[The data start]
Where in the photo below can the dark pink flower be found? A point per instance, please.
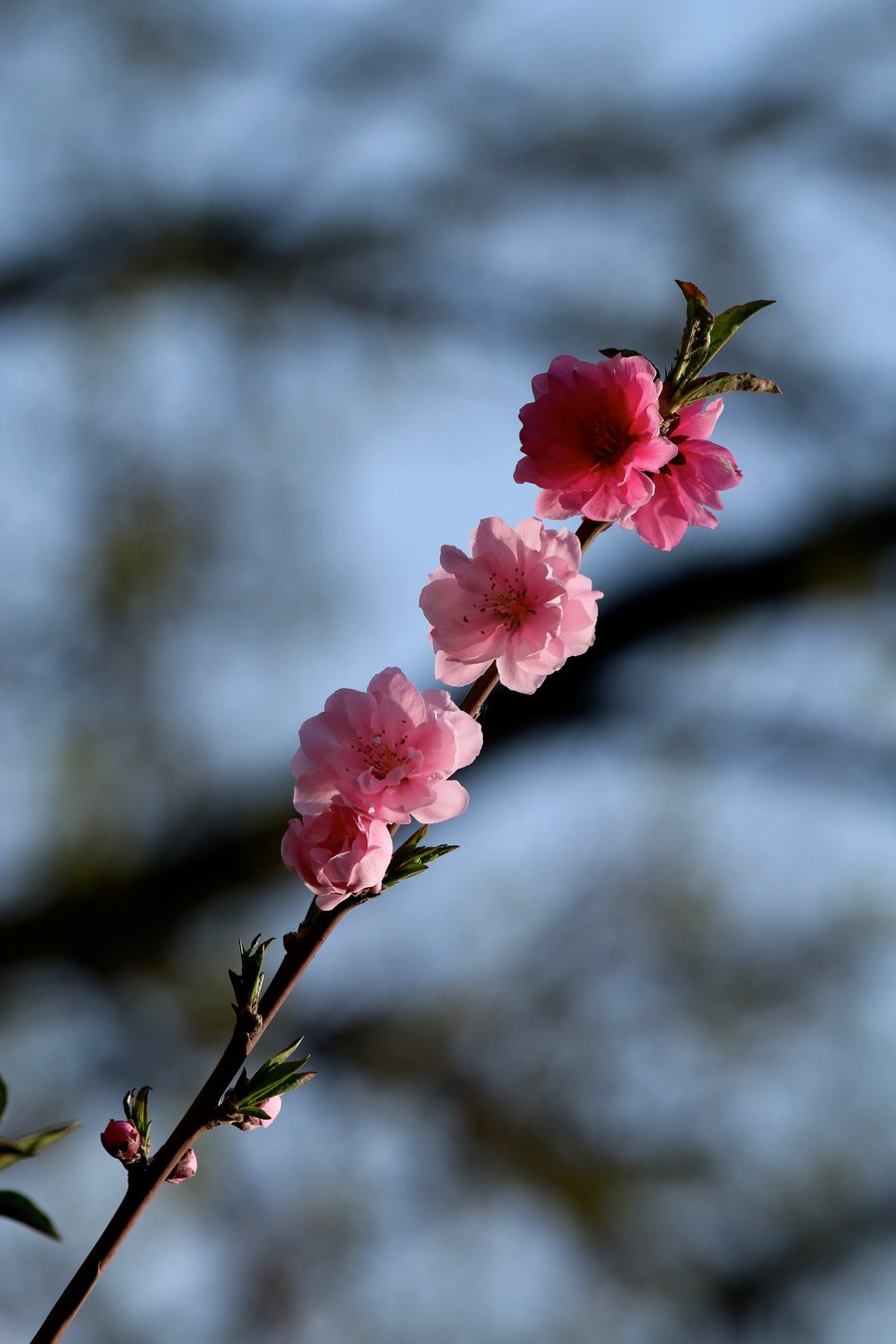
(592, 436)
(272, 1106)
(687, 487)
(337, 852)
(518, 601)
(121, 1140)
(385, 752)
(183, 1170)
[The data end]
=== Problem requirements ===
Change "dark pink flower" to "magenta blossom" throughout the data above, and present the lines again with nothing else altered. Leave the pictures out of your answer.

=== Solution for this task ===
Where in the photo below can the magenta blossom be found? A point per instance, please.
(592, 436)
(272, 1106)
(687, 487)
(337, 852)
(518, 601)
(121, 1140)
(385, 752)
(183, 1170)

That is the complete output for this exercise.